## Exercise requirements
Could you copy out all of the records below exactly, leaving out every picture?

Data items
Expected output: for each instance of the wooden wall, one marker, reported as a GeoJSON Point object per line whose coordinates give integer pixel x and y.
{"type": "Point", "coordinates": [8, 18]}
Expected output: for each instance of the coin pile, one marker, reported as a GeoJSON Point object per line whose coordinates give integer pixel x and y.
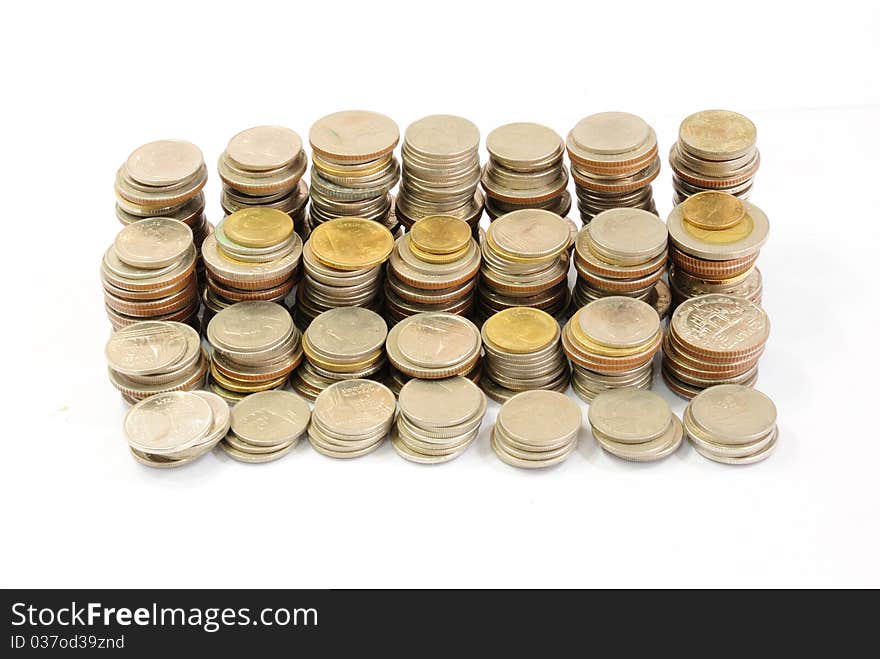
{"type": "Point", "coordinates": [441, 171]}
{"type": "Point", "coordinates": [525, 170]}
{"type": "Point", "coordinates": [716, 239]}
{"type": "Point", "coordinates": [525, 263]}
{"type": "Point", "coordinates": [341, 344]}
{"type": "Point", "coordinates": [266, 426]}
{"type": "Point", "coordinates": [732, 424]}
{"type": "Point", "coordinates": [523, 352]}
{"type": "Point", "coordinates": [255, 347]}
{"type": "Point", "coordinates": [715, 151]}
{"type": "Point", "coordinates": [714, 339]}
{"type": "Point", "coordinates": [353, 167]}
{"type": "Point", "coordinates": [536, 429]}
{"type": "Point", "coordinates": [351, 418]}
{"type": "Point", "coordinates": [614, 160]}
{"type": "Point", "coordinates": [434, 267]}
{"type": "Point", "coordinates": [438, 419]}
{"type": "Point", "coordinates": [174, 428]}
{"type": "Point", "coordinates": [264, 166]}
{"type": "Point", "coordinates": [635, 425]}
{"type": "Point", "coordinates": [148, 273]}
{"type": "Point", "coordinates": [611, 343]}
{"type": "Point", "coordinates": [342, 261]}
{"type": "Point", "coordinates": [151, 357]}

## Exercise result
Expected output: for each instance of the wooden wall, one marker, reported as a GeoJSON Point object per line whose coordinates give integer pixel x and y.
{"type": "Point", "coordinates": [8, 18]}
Expected output: for each instance of the coin pile, one marker, reported as a GeoJSON Point object per line whose coordinates give integer pixel x and y.
{"type": "Point", "coordinates": [441, 171]}
{"type": "Point", "coordinates": [525, 170]}
{"type": "Point", "coordinates": [716, 239]}
{"type": "Point", "coordinates": [525, 263]}
{"type": "Point", "coordinates": [341, 344]}
{"type": "Point", "coordinates": [266, 426]}
{"type": "Point", "coordinates": [732, 424]}
{"type": "Point", "coordinates": [523, 352]}
{"type": "Point", "coordinates": [255, 347]}
{"type": "Point", "coordinates": [715, 151]}
{"type": "Point", "coordinates": [714, 339]}
{"type": "Point", "coordinates": [353, 167]}
{"type": "Point", "coordinates": [536, 429]}
{"type": "Point", "coordinates": [351, 418]}
{"type": "Point", "coordinates": [614, 160]}
{"type": "Point", "coordinates": [434, 267]}
{"type": "Point", "coordinates": [438, 419]}
{"type": "Point", "coordinates": [174, 428]}
{"type": "Point", "coordinates": [264, 166]}
{"type": "Point", "coordinates": [635, 425]}
{"type": "Point", "coordinates": [148, 273]}
{"type": "Point", "coordinates": [611, 343]}
{"type": "Point", "coordinates": [342, 261]}
{"type": "Point", "coordinates": [151, 357]}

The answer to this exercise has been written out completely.